■ WHAT TO WORK ON ■
Reproduce every line of the records below as a numbered list, leaving out any blank lines.

■ ■ ■ ■ ■ ■ ■

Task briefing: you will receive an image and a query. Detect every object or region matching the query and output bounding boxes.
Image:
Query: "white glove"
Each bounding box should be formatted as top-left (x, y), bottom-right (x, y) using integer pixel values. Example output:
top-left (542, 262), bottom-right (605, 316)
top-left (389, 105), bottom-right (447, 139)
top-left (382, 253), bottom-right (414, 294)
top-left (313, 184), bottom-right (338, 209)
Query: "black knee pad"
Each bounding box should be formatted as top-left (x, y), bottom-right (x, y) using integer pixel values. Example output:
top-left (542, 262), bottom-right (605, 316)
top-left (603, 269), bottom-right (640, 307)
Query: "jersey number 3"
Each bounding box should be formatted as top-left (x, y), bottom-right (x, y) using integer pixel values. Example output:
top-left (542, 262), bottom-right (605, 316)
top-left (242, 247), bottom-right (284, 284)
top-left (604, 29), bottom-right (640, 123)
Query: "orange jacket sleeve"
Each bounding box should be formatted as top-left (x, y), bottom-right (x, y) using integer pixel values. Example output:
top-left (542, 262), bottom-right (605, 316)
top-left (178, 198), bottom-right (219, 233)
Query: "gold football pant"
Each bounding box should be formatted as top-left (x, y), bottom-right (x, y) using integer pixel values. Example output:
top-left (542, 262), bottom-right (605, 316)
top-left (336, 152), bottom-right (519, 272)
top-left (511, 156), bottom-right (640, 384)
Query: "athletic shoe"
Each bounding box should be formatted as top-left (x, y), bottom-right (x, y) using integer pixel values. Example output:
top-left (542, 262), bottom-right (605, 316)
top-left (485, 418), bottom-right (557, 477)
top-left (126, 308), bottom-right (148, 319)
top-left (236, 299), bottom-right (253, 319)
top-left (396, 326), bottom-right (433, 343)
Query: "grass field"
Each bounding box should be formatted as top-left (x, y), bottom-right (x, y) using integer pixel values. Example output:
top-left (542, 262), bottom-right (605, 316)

■ ■ ■ ■ ■ ■ ■

■ TASK SOLUTION ■
1. Task briefing: you will receive an image and a query. Detect every object or region matching the query and output bounding boxes.
2. Image:
3. Query: "white glove"
4. Each bounding box should be formatted as top-left (x, y), bottom-right (x, y) using integer pixel values. Example output:
5. top-left (542, 262), bottom-right (605, 316)
6. top-left (389, 105), bottom-right (447, 139)
7. top-left (382, 253), bottom-right (414, 294)
8. top-left (313, 184), bottom-right (338, 209)
9. Query: "black knee pad"
10. Each bounding box should be formatted as top-left (x, y), bottom-right (x, y) using integer pixel values. Example output:
11. top-left (542, 262), bottom-right (605, 316)
12. top-left (603, 269), bottom-right (640, 307)
13. Query: "jersey number 3"
14. Each bounding box should be formatted as top-left (x, y), bottom-right (x, y) using integer pixel values. Example output:
15. top-left (542, 262), bottom-right (605, 316)
16. top-left (242, 247), bottom-right (284, 284)
17. top-left (604, 29), bottom-right (640, 123)
18. Query: "orange jacket sleeve"
19. Each bounding box should be formatted as top-left (x, y), bottom-right (x, y) using integer pixel values. Example output:
20. top-left (542, 262), bottom-right (605, 316)
21. top-left (178, 198), bottom-right (219, 233)
22. Query: "gold football pant"
23. Each bounding box should be formatted as top-left (x, y), bottom-right (x, y) using integer pixel values. Example output:
24. top-left (542, 262), bottom-right (605, 316)
25. top-left (336, 152), bottom-right (519, 272)
26. top-left (511, 156), bottom-right (640, 384)
27. Query: "athletic shoe"
28. Each bounding box should be formatted as top-left (x, y), bottom-right (x, y) using integer pixel values. Example output:
29. top-left (542, 262), bottom-right (605, 316)
30. top-left (485, 418), bottom-right (557, 477)
31. top-left (126, 308), bottom-right (148, 319)
32. top-left (236, 299), bottom-right (253, 319)
33. top-left (396, 326), bottom-right (433, 343)
34. Query: "grass field"
35. Each bounding box should be formatted as top-left (x, y), bottom-right (x, y) using integer pixel values. Example output:
36. top-left (542, 262), bottom-right (605, 316)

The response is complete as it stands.